[Task requirements]
Output the line containing "Spot the light glare" and all subsequent lines of the listing below, copied exactly, with no other lines.
--- START OF Data for processing ---
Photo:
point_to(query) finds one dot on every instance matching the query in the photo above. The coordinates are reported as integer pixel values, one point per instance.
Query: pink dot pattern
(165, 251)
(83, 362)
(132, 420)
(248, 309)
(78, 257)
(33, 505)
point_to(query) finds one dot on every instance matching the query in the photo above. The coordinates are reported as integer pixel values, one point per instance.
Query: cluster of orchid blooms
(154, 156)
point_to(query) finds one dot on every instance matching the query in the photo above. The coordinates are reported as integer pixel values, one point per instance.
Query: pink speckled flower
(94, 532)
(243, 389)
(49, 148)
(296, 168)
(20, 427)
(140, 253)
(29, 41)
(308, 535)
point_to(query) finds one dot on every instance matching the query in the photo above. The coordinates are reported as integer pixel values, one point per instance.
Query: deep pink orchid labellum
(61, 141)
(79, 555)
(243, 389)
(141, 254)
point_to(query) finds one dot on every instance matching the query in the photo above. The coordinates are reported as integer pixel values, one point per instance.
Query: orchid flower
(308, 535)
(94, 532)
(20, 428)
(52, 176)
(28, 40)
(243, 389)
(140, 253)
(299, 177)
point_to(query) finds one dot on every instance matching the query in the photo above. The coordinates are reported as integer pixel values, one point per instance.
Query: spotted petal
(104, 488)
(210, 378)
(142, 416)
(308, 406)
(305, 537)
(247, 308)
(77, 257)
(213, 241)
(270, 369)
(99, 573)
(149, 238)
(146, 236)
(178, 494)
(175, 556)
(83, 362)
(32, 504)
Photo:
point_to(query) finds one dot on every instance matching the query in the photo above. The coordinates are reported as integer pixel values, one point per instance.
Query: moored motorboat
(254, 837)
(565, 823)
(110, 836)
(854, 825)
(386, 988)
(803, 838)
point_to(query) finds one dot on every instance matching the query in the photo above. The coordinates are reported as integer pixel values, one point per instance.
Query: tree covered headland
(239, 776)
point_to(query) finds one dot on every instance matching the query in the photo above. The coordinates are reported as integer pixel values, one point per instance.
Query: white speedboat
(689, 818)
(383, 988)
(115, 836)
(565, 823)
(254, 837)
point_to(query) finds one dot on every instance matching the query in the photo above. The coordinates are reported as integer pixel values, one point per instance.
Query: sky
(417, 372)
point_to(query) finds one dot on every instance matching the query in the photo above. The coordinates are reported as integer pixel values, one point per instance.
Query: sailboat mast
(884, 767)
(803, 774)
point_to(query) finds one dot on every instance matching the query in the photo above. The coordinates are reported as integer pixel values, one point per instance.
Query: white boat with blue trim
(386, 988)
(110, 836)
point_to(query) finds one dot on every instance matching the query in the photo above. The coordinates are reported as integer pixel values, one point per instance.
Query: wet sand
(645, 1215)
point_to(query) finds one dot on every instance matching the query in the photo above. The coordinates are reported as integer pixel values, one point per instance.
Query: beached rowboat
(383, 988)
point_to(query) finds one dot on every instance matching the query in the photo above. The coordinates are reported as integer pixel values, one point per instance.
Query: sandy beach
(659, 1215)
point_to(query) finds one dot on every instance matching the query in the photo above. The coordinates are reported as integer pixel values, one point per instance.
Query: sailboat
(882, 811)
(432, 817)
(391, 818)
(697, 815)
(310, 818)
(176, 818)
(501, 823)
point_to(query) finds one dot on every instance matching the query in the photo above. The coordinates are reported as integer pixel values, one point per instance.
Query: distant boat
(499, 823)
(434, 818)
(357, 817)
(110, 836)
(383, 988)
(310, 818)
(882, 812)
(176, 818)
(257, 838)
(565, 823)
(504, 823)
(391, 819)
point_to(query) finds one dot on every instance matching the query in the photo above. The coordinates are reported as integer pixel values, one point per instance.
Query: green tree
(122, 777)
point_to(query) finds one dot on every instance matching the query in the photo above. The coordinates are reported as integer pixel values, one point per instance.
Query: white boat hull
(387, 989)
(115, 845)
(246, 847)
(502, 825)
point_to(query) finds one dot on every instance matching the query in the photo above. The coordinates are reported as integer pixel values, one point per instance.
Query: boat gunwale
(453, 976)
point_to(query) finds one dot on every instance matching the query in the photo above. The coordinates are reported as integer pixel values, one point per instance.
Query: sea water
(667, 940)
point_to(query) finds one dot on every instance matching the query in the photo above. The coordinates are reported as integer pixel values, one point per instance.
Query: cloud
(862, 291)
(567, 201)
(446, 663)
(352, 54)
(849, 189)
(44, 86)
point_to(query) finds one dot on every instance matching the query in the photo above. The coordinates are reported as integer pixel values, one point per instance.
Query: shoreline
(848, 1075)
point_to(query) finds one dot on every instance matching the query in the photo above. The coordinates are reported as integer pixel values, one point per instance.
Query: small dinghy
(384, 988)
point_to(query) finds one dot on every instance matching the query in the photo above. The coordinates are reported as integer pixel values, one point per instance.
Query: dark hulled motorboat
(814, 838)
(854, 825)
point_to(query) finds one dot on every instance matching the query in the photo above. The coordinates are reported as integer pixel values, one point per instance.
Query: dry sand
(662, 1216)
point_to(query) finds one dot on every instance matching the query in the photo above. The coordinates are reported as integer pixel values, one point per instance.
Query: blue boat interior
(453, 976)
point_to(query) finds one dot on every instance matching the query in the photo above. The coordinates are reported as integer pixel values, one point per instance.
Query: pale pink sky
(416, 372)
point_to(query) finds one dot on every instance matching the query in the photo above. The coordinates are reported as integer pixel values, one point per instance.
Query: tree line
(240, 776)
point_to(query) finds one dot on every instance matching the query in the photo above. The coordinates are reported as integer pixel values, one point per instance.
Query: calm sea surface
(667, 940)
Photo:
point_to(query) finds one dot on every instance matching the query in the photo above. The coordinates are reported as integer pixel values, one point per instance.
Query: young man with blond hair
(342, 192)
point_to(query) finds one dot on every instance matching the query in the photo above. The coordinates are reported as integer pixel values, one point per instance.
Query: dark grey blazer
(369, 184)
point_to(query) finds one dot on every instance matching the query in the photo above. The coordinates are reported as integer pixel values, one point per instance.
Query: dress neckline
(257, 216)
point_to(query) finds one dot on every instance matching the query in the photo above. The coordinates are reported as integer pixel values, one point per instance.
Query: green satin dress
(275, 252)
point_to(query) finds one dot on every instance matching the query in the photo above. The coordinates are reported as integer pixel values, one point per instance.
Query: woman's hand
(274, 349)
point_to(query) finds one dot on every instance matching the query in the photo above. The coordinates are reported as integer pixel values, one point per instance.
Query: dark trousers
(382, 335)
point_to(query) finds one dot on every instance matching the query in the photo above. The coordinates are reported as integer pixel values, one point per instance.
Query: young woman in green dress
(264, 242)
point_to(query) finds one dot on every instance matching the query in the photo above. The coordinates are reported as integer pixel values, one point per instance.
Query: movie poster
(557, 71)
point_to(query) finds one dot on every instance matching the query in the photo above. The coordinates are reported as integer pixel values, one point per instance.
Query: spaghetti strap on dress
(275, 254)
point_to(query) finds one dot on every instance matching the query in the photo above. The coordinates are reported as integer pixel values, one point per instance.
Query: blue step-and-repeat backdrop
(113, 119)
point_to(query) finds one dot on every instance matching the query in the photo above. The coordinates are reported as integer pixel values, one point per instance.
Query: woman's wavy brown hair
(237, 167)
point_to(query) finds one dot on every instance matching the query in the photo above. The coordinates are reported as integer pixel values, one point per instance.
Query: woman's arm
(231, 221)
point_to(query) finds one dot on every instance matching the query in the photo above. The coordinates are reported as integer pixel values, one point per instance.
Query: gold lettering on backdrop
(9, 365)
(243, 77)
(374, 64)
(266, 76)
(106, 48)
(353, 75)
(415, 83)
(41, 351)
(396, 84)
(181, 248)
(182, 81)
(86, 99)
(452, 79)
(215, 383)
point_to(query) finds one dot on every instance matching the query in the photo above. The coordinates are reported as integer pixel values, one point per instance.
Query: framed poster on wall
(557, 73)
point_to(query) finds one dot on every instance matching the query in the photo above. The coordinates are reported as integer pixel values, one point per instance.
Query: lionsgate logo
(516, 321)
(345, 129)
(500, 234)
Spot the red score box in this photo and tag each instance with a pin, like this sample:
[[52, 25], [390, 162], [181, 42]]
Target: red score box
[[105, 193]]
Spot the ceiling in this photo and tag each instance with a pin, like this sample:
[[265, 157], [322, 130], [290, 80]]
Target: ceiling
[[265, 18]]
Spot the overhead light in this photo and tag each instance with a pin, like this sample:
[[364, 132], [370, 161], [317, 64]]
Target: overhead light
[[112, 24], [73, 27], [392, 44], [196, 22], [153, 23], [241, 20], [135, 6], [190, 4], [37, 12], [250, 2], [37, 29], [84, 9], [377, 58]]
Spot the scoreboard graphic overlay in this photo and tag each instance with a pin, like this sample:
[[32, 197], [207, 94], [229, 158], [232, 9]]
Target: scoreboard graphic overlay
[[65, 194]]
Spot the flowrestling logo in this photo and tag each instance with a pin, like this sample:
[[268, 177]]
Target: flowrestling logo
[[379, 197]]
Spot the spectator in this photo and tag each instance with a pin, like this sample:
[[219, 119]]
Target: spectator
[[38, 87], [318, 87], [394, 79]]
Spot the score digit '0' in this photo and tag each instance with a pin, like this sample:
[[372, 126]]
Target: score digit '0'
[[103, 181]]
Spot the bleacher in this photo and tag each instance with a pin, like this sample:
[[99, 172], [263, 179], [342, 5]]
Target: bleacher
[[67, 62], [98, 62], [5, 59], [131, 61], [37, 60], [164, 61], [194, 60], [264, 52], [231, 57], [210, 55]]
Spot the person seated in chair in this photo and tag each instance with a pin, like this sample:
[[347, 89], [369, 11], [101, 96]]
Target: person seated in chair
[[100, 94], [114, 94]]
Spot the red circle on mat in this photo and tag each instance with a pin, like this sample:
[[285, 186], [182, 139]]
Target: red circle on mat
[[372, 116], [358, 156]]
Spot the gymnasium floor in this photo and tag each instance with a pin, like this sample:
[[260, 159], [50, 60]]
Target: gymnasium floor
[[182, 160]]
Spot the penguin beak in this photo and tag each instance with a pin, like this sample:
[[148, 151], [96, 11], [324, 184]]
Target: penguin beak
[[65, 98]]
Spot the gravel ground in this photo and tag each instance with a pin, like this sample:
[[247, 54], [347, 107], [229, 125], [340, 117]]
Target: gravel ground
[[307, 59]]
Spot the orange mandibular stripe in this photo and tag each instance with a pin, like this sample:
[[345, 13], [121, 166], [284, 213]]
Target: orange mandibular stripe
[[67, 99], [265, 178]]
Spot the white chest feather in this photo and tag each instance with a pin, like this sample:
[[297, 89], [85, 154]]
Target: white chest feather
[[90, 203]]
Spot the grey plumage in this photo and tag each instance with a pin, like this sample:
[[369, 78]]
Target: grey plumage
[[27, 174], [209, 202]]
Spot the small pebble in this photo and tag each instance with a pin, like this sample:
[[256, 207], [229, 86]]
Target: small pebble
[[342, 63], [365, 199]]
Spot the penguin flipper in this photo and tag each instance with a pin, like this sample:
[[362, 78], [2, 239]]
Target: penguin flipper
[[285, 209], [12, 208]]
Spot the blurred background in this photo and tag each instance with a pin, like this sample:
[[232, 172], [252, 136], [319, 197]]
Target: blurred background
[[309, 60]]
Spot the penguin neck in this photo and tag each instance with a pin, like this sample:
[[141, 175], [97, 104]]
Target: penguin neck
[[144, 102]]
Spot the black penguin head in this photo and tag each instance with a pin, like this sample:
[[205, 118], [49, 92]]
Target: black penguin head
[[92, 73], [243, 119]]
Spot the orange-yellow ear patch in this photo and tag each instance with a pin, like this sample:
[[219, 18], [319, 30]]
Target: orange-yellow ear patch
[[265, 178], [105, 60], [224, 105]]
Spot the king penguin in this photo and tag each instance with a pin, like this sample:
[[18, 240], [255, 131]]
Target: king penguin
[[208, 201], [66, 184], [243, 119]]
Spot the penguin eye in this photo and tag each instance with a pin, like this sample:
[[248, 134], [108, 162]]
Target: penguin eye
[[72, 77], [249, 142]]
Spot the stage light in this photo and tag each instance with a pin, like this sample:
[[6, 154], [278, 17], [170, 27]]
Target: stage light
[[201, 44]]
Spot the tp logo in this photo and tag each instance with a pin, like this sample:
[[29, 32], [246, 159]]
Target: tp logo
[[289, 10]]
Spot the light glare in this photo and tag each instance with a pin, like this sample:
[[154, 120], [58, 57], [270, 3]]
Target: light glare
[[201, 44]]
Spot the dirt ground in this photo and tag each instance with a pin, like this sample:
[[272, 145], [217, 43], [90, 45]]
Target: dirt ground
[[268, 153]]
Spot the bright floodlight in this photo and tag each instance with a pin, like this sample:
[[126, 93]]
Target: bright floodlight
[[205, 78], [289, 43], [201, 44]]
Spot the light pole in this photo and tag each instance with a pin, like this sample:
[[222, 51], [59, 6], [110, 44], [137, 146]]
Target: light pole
--- END OF Data for processing ---
[Task solution]
Spot the light glare in this photo and tag each instance with a pin, like this sample:
[[154, 120], [58, 57], [270, 3]]
Target: light glare
[[201, 44]]
Spot the dirt ground in this photo and tag each instance with a pin, like this sample:
[[272, 145], [217, 43], [90, 45]]
Target: dirt ground
[[268, 153]]
Spot the bright floodlight in this photo and tag each instance with a pin, like this sample:
[[126, 93]]
Target: bright floodlight
[[205, 78], [289, 43], [201, 44]]
Spot the light pole in this photo and tag each instance with a pin, like this sample:
[[222, 51], [59, 6], [110, 44], [137, 146]]
Target: light pole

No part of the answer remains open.